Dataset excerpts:
——————
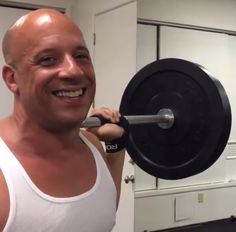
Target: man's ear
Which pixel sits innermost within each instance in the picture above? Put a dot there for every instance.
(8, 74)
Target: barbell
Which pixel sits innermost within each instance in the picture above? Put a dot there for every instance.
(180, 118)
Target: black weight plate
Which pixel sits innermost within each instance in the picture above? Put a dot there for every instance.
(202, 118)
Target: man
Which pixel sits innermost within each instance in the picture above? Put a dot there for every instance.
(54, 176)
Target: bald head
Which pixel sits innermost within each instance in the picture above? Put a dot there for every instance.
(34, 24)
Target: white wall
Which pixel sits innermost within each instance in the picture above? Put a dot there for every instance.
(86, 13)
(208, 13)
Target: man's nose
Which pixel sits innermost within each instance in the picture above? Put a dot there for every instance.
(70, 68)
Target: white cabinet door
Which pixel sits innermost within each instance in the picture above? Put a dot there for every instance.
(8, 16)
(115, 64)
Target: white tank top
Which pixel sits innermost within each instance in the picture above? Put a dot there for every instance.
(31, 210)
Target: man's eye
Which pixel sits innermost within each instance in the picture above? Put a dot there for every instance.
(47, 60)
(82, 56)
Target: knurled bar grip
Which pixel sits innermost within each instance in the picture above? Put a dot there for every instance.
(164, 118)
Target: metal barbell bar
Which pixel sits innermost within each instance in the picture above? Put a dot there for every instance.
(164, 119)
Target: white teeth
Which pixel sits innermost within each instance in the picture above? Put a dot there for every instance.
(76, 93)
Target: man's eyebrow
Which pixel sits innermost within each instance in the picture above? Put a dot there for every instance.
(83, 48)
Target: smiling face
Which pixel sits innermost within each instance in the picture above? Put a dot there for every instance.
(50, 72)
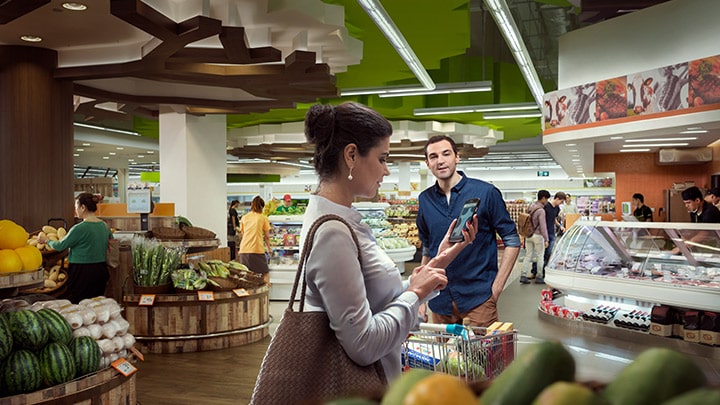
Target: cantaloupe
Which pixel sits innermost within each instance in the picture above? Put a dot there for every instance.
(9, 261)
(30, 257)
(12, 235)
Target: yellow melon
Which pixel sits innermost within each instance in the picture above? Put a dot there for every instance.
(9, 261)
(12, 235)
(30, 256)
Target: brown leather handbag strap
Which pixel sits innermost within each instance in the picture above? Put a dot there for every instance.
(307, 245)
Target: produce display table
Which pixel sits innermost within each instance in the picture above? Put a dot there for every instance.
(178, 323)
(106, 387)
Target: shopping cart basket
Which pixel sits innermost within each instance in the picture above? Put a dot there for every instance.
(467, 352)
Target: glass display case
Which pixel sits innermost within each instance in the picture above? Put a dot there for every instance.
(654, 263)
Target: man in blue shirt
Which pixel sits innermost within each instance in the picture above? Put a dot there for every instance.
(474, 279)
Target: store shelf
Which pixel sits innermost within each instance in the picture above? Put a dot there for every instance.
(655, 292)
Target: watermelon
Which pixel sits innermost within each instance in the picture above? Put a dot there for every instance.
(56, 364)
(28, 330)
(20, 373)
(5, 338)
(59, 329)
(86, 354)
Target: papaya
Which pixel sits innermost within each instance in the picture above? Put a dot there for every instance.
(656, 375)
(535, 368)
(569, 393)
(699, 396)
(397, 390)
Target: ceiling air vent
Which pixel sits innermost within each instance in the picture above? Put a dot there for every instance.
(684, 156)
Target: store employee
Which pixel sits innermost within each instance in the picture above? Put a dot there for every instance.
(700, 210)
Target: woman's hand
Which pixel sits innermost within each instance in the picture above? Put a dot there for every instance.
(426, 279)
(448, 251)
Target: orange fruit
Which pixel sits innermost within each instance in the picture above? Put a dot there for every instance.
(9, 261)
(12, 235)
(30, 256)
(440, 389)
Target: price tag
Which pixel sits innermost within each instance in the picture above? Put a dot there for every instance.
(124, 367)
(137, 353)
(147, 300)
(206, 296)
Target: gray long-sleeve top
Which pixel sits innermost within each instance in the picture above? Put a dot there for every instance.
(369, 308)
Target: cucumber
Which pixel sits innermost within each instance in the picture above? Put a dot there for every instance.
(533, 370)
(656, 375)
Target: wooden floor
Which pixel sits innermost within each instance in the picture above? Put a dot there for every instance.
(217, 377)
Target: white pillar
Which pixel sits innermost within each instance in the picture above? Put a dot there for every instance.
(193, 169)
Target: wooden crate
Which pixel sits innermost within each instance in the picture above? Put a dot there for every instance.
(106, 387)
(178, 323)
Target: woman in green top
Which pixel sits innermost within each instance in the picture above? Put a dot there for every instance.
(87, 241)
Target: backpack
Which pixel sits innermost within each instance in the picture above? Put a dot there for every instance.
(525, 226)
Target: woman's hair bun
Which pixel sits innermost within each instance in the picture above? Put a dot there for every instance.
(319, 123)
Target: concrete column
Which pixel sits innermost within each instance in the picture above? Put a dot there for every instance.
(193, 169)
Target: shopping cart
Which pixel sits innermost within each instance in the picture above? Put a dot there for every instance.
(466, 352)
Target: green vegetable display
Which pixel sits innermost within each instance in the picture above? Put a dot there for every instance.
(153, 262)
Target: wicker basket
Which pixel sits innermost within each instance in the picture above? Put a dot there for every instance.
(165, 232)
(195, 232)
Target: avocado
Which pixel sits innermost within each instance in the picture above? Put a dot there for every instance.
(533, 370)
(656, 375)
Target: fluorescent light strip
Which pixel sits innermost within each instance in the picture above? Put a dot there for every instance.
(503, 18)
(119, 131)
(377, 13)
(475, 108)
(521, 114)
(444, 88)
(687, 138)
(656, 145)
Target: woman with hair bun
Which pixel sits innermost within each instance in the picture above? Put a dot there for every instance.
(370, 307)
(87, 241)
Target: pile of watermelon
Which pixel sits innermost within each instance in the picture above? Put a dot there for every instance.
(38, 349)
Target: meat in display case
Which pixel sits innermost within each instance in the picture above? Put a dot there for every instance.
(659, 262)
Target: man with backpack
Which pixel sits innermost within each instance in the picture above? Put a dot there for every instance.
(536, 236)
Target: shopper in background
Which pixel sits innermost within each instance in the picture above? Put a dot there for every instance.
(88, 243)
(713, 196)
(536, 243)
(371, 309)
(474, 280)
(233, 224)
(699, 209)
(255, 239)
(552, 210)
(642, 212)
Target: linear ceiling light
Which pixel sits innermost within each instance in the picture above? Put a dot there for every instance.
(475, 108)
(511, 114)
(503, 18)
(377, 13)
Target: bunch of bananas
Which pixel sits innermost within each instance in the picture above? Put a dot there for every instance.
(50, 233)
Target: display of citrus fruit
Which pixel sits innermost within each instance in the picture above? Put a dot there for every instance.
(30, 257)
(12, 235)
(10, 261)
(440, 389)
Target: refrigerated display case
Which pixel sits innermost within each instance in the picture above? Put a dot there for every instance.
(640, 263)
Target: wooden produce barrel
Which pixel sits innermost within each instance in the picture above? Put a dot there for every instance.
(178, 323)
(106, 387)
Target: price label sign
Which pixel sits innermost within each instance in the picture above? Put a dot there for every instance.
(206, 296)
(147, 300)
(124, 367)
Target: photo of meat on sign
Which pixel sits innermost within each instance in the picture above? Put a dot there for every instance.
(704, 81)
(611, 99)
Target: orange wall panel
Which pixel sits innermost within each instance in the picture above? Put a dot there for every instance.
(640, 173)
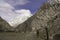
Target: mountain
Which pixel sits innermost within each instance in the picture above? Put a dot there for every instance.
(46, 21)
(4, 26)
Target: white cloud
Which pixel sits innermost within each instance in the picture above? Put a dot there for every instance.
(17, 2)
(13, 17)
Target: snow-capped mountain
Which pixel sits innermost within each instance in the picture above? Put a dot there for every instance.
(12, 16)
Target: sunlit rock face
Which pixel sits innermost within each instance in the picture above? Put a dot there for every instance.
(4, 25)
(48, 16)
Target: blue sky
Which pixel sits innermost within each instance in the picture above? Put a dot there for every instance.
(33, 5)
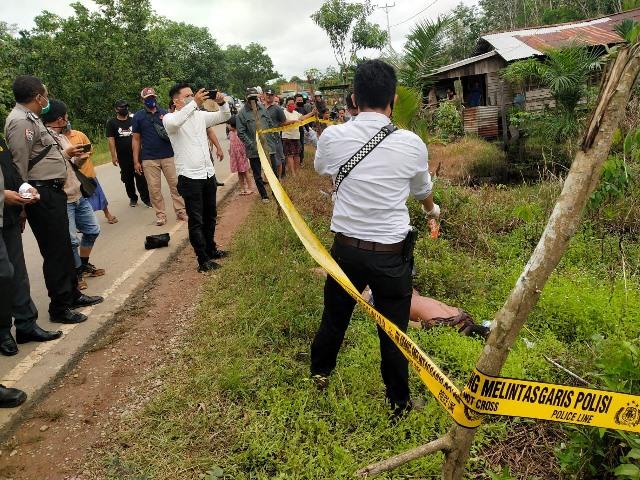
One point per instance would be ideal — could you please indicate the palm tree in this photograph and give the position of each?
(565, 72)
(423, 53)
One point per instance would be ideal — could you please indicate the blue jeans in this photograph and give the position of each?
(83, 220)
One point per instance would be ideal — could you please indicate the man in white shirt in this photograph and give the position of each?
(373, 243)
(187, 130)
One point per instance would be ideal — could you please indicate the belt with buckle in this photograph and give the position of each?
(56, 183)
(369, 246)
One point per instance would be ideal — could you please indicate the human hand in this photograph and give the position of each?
——————
[Task objective] For each line in the entries that holds "watermelon", return that line.

[Output for this task]
Target: watermelon
Target: pile of watermelon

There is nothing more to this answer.